---------- Listing

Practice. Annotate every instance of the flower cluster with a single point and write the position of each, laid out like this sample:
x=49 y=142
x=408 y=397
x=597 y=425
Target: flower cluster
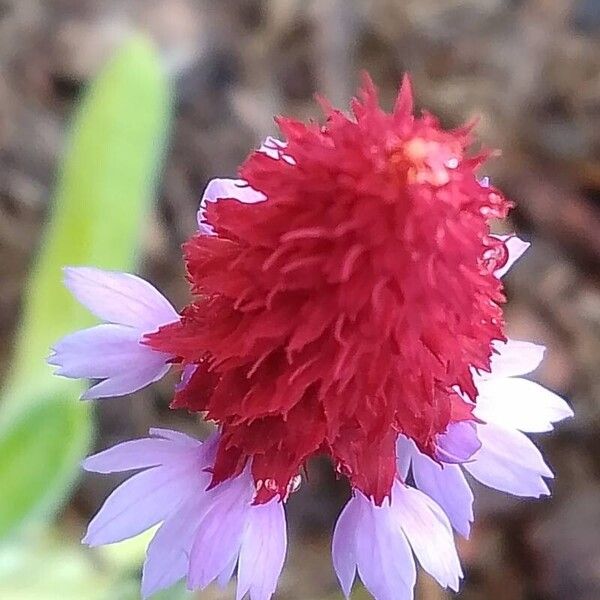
x=347 y=302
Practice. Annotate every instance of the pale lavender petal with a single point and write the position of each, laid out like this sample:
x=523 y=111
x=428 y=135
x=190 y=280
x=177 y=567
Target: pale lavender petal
x=120 y=298
x=186 y=375
x=219 y=536
x=405 y=448
x=429 y=534
x=133 y=380
x=141 y=502
x=221 y=188
x=99 y=352
x=263 y=551
x=509 y=461
x=274 y=148
x=139 y=454
x=227 y=573
x=520 y=404
x=458 y=443
x=446 y=485
x=343 y=548
x=167 y=557
x=174 y=436
x=385 y=563
x=513 y=358
x=516 y=248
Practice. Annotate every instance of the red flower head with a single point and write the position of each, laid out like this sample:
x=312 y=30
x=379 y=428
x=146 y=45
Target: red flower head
x=348 y=305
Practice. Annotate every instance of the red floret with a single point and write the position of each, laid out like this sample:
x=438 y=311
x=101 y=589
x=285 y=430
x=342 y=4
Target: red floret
x=350 y=305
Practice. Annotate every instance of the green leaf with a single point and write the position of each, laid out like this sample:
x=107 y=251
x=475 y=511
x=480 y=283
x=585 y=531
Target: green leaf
x=104 y=190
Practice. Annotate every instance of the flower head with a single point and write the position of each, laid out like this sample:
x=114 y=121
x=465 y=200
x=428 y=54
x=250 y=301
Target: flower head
x=346 y=301
x=171 y=489
x=346 y=294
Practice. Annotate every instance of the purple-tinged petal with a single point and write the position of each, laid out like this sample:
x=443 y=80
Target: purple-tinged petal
x=385 y=563
x=218 y=189
x=227 y=573
x=343 y=547
x=513 y=358
x=167 y=557
x=126 y=383
x=120 y=298
x=139 y=454
x=446 y=485
x=141 y=502
x=429 y=534
x=186 y=376
x=220 y=534
x=275 y=149
x=100 y=351
x=509 y=461
x=405 y=448
x=520 y=404
x=110 y=352
x=516 y=248
x=458 y=443
x=263 y=551
x=175 y=436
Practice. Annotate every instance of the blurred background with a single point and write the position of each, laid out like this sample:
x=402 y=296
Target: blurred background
x=528 y=69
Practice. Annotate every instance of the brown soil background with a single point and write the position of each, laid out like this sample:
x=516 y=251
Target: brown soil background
x=530 y=69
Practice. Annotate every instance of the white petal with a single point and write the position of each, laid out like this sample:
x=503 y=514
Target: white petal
x=343 y=548
x=139 y=503
x=99 y=352
x=405 y=449
x=274 y=148
x=221 y=188
x=167 y=557
x=120 y=298
x=509 y=461
x=219 y=537
x=516 y=248
x=131 y=381
x=513 y=358
x=429 y=534
x=175 y=436
x=518 y=403
x=385 y=563
x=138 y=454
x=448 y=486
x=263 y=551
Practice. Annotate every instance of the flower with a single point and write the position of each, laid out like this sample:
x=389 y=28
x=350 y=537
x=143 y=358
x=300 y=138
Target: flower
x=377 y=541
x=172 y=488
x=493 y=447
x=344 y=294
x=113 y=351
x=347 y=301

--------------------

## Required task
In the material from the line with "Practice. Annotate every instance of the red floret" to the line with "x=346 y=294", change every "Target" to "Class" and rewrite those lines with nothing else altered.

## Output for this exercise
Practice. Annotate every instance of the red floret with a single point and write the position of each, laid out like this sample:
x=438 y=311
x=101 y=589
x=285 y=430
x=342 y=4
Class: red floret
x=350 y=305
Practice. Annotate every instance of the green leaf with a single point and write the position of each, laid out like this sample:
x=107 y=251
x=475 y=511
x=480 y=283
x=585 y=531
Class: green leaf
x=104 y=190
Practice. Annotate every instance of the flower head with a single point and write the position of each, laid out like this sample:
x=114 y=121
x=465 y=200
x=428 y=54
x=250 y=301
Class: flower head
x=346 y=301
x=171 y=489
x=346 y=294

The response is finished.